EXTRACT:
——

Although he never said it explicitly, the argument underlying Phil Steele's positive take on the 2007 NC State football team was plenty apparent: they'll regress back to the mean. Bad luck becomes average luck and there you go: instant improvement.

SMQ points out that Wake Forest and Maryland are due for some regression themselves--but this ain't the good kind. NC State bumbled its way to a 2-5 record in close games while Wake and Maryland were a combined 12-0 in the tight ones. SMQ examines the yardage, first down, and turnover differentials in each team's close games, and the results are enlightening.

Wake Forest: out-gained in five of six, out-first-downed in all six. Record: 6-0.
Maryland: out-gained in all six, out-first-downed in four of six. Record: 6-0.
NC State: out-gained in three of seven, out-first-downed in three of seven. Record: 2-5

In baseball, you can often find an over- or underachiever by looking at records in one-run games. Since those are toss ups (regardless of whatever talent gap exists between the two competing teams), teams that are significantly above or below .500 in those contests tend to be teams with achievements that don't accurately reflect their performance. It's why run differential (or point differential, in the case of football) is generally more telling than won-lost record--it allows you to wade through this kind of luck.

Back in 2005, the Nationals went on a huge first half run that vaulted them into first place. But they were never legitimate contenders: they'd managed a 16-3 record in one-run games during the hot streak, and despite their shiny overall record, they'd allowed more runs on the season than they'd scored. When the good luck vanished in the second half, so did the Nats' winning record. When it was all over, Washington was what its run differential had said it was all along: a .500 team.

——

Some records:
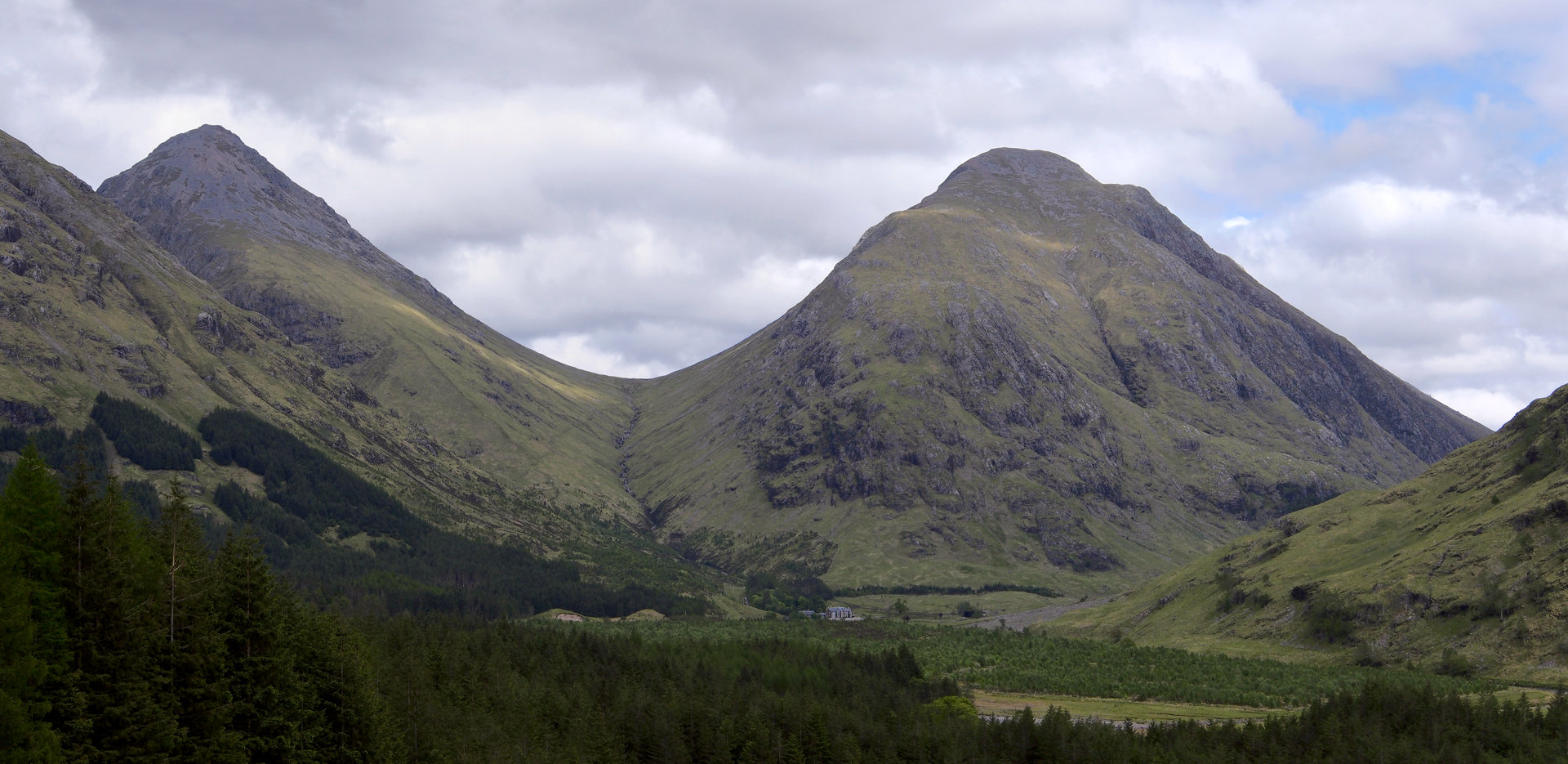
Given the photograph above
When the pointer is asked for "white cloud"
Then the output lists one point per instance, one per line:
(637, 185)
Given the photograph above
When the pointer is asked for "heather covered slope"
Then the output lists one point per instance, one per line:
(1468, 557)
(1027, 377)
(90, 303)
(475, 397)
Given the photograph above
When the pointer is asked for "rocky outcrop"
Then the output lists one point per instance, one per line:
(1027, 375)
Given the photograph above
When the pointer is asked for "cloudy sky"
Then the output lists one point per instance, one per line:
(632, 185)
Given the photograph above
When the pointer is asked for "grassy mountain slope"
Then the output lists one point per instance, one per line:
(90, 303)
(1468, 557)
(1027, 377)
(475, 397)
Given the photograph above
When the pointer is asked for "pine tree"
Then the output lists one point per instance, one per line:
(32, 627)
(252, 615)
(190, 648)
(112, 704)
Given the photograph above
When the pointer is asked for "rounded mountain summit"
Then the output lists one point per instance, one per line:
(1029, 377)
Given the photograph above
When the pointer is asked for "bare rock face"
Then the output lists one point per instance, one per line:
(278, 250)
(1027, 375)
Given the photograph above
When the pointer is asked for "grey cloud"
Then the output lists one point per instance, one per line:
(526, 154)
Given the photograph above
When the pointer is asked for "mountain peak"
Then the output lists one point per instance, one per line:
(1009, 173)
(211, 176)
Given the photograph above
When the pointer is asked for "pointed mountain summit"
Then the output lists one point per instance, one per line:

——

TASKS TO COMPLETE:
A) Pick out each line of the records that contains the word "When", and copy those lines.
B) Continue the piece on NC State football and luck in close games, starting right after its last sentence.
The records are unrelated to the text.

ANSWERS TO THE EXERCISES:
A)
When the pointer is asked for "white cloud"
When the pointer is asked for "heather covered slope"
When the pointer is asked for "rocky outcrop"
When the pointer is asked for "cloudy sky"
When the pointer is asked for "grassy mountain slope"
When the pointer is asked for "pine tree"
When the pointer is asked for "rounded mountain summit"
When the pointer is asked for "bare rock face"
When the pointer is asked for "grey cloud"
When the pointer is asked for "mountain peak"
When the pointer is asked for "pointed mountain summit"

B)
I liken the 2006 versions of Wake and Maryland to that Nationals team. It's just that the Deacs and the Terps didn't have enough time to expose themselves.

SMQ on Wake Forest:

I watched Wake Forest last year, I’m looking at its performance in black and white, and I still refuse to believe that team was any good, and even more adamantly refuse to believe it has any hope of beginning to think about threatening a repeat. The collaboration of circumstance, turnovers and clutch kicking in that championship run is not sustainable. In fact, Wake is a textbook first-to-worst candidate regardless of personnel changes (which also happens to work against them, minus four of their best defensive starters) because the Deacs’ every-down play was still among the worst in the league, as it’s always been.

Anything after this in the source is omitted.